[DATA FOR THIS EXERCISE — start]

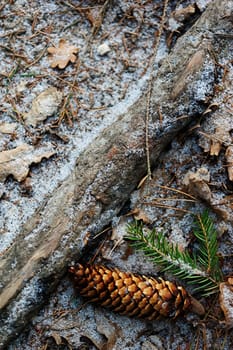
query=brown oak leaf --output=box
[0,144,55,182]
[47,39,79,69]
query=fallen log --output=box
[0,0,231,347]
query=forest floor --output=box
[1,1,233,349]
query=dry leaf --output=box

[DATA FOR THIS EXERCISE — finish]
[DATA FOR THIS EXERCISE — start]

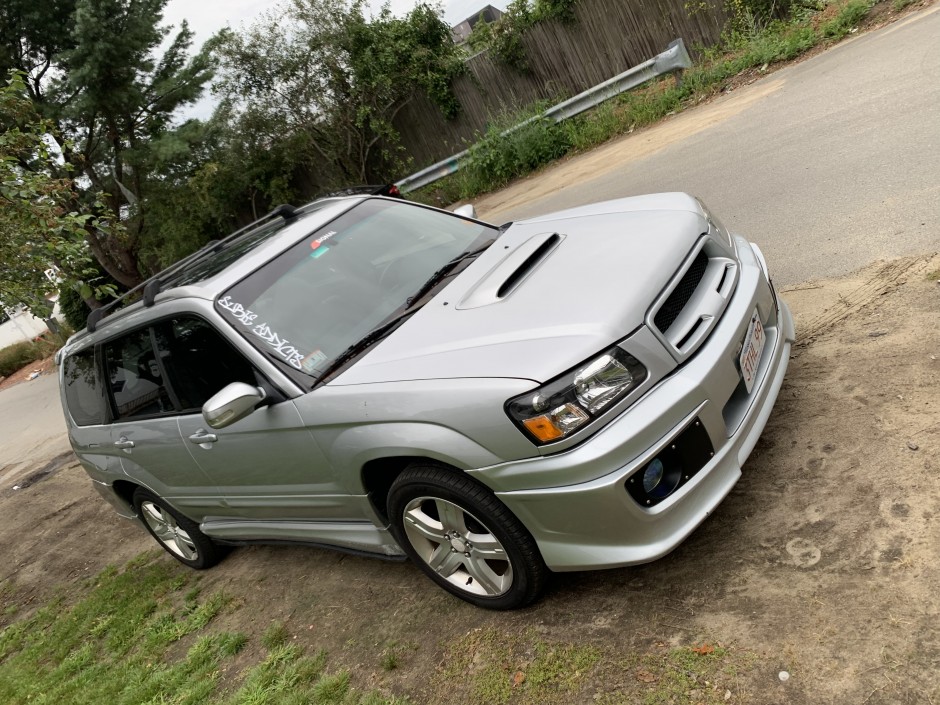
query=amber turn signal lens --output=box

[DATA FOR THIS EXERCISE — finish]

WORK INSTRUCTION:
In the listing above, the lines from the one containing "query=brown oak leaf --output=box" through the one containing "query=dry leaf --output=box" must be set down exactly, with no other lines.

RESULT:
query=brown oak leaf --output=box
[0,144,55,182]
[47,39,79,69]
query=fallen log --output=box
[0,0,231,347]
query=forest floor --output=box
[1,1,233,349]
query=dry leaf --output=box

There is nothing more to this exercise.